WHAT NEEDS TO BE DONE
Copy out the records below without any change, from the line containing "the butterfly perched" through the line containing "point(20, 133)". Include both of those lines and leave out everything else.

━━━ RECORDS

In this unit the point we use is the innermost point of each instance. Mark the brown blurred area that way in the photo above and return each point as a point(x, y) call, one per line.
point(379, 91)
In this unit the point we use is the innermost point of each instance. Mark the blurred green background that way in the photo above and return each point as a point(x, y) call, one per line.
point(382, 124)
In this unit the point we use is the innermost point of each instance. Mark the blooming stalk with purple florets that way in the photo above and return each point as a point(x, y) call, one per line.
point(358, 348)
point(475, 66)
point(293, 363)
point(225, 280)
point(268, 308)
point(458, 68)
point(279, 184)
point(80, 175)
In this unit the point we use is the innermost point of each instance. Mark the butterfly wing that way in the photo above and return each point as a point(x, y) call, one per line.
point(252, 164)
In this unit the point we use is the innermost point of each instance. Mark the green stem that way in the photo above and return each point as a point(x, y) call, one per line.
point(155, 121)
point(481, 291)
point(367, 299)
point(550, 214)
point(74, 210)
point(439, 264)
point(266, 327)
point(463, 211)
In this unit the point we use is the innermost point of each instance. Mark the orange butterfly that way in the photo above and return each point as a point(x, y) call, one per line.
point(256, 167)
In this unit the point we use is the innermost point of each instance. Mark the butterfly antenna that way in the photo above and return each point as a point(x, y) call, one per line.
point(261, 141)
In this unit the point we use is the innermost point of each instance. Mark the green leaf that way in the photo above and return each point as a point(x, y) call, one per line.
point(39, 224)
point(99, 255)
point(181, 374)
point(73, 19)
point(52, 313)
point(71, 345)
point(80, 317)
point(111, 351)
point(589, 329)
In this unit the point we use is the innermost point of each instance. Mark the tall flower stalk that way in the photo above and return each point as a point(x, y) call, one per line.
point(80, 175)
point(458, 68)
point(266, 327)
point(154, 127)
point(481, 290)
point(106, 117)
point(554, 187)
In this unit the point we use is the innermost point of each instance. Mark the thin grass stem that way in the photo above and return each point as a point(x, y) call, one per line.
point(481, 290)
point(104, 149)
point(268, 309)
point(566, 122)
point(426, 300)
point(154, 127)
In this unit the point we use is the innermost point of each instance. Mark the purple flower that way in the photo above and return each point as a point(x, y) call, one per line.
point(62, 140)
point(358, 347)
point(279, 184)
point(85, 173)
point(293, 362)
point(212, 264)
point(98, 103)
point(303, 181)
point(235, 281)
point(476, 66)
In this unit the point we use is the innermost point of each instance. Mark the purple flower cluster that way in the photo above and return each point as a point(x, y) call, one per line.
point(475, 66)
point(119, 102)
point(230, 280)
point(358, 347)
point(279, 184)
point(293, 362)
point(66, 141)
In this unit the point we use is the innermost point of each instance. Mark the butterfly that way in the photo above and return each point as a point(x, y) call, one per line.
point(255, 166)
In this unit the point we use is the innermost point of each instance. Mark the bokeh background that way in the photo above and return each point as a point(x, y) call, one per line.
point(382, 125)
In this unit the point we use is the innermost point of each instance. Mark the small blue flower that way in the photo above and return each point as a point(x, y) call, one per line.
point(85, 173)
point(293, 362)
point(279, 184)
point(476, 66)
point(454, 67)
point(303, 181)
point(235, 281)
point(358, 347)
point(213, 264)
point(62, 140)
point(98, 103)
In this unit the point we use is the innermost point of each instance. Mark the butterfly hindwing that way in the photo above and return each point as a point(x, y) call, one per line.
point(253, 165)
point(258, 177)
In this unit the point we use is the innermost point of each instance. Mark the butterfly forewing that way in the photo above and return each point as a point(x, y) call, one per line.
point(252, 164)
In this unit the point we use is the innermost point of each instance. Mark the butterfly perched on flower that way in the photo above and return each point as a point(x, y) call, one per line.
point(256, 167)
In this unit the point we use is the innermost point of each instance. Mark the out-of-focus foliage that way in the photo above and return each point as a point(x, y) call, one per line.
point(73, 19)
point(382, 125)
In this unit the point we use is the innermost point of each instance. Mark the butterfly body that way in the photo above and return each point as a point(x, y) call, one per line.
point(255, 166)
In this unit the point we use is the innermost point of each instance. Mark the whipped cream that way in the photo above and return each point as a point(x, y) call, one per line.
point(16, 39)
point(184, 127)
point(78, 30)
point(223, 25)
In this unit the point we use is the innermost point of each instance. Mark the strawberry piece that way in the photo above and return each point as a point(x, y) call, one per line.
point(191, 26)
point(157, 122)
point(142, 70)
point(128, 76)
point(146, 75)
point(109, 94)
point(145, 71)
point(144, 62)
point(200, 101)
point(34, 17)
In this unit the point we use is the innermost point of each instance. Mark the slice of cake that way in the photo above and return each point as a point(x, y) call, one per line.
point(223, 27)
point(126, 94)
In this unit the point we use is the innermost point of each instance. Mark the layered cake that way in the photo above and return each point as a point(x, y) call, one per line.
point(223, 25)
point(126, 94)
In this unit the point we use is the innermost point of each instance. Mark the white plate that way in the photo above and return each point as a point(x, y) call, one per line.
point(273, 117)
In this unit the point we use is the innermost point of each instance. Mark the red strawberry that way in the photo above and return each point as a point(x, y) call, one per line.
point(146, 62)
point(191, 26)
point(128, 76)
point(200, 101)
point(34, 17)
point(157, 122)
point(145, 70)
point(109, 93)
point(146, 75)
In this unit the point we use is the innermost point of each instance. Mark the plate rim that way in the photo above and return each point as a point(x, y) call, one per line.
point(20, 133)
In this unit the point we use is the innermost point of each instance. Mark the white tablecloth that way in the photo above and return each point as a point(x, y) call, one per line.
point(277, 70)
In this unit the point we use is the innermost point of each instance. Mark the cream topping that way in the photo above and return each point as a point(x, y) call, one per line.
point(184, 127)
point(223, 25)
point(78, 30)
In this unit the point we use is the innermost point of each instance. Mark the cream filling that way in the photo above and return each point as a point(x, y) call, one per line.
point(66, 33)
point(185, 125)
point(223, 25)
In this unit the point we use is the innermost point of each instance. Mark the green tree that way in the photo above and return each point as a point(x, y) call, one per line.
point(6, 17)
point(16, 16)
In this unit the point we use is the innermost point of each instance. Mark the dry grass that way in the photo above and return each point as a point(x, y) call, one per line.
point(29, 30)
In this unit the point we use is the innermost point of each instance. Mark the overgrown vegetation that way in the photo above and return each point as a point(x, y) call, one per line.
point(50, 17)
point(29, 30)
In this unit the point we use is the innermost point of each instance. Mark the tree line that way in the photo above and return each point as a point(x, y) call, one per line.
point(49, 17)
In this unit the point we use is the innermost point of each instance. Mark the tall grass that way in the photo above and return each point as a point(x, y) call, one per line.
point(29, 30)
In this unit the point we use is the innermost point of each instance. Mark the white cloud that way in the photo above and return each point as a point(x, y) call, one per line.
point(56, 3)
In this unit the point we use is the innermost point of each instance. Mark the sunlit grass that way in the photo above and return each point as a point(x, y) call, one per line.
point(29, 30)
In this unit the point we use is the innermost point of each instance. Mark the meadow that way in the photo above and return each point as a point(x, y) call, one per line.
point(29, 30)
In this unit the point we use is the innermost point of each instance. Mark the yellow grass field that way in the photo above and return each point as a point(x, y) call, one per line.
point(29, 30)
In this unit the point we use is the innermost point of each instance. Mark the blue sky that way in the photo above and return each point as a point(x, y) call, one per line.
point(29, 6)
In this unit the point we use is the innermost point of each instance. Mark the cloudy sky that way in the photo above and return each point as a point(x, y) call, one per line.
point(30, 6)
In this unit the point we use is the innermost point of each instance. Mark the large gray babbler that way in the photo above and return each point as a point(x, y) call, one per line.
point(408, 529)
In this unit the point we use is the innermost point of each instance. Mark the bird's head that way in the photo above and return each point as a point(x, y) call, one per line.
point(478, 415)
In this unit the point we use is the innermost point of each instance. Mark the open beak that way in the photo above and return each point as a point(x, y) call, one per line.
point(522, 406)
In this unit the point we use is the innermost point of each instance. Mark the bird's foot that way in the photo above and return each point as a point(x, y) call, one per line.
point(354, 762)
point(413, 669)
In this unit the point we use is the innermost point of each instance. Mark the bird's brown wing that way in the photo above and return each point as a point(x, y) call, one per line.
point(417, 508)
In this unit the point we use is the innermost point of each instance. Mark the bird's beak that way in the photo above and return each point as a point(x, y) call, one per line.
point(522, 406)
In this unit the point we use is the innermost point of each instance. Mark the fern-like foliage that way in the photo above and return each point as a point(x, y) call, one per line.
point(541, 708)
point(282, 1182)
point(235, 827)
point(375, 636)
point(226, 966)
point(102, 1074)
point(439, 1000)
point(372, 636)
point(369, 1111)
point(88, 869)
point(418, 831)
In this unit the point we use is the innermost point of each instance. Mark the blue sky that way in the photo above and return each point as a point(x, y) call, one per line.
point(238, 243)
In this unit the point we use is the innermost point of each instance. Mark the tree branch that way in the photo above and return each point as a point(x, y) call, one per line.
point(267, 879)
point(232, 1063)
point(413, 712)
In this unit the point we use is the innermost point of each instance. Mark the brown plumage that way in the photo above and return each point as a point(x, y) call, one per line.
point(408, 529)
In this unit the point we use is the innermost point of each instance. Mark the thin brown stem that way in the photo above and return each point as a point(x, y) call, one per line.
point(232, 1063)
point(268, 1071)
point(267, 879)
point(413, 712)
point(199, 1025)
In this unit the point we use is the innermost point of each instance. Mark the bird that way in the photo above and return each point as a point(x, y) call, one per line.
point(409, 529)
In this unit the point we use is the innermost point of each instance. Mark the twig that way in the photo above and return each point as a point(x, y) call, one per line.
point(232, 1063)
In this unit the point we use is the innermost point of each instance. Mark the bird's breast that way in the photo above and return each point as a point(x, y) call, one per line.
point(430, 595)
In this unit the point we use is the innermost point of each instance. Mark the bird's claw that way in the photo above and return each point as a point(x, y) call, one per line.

━━━━━━

ANSWER BELOW
In this unit the point we use is the innermost point of each instance. Mark the butterfly perched on flower that way in the photo above and return each point as a point(x, y) call, one per line.
point(256, 167)
In this unit the point we use is the innermost point of each instance. Mark the out-of-focus foliage that way in the photo above and return each point as a point(x, y) call, one per line.
point(73, 19)
point(382, 125)
In this unit the point we use is the innermost point of each instance. Mark the butterfly body that way in the photo above and return each point as a point(x, y) call, one per line.
point(255, 166)
In this unit the point we use is the innermost point of each instance. Mark the whipped cream that way in the photo above and return each point as a point(x, y) call, one per line.
point(16, 39)
point(184, 127)
point(78, 30)
point(223, 25)
In this unit the point we use is the innermost point of each instance. Mark the strawberry piece that way in the photo above and return each point as a point(x, y) call, one per line.
point(191, 26)
point(157, 122)
point(142, 70)
point(128, 76)
point(146, 75)
point(109, 94)
point(145, 71)
point(144, 62)
point(200, 101)
point(34, 17)
In this unit the point we use is the innermost point of each instance. Mark the slice of cake that way in the photo above and return each point as a point(x, y) call, one per line.
point(223, 27)
point(126, 94)
In this unit the point we use is the innermost point of each instance. Mark the layered cake that way in the photo above and return each point as a point(x, y) call, one per line.
point(223, 25)
point(126, 94)
In this unit the point we use is the innermost point of each instance. Mark the white plate that way in the photo above and return each point as a point(x, y) call, one per line.
point(273, 117)
In this unit the point we use is the innermost point of each instance. Mark the red strawberry that way in the photo above and return each point as a point(x, y) call, one per line.
point(146, 62)
point(191, 26)
point(128, 76)
point(200, 101)
point(34, 17)
point(157, 122)
point(145, 70)
point(109, 93)
point(146, 75)
In this unit the point we use is the innermost point of each instance. Mark the plate rim that way in the photo above and return each point as a point(x, y) call, one per line.
point(20, 133)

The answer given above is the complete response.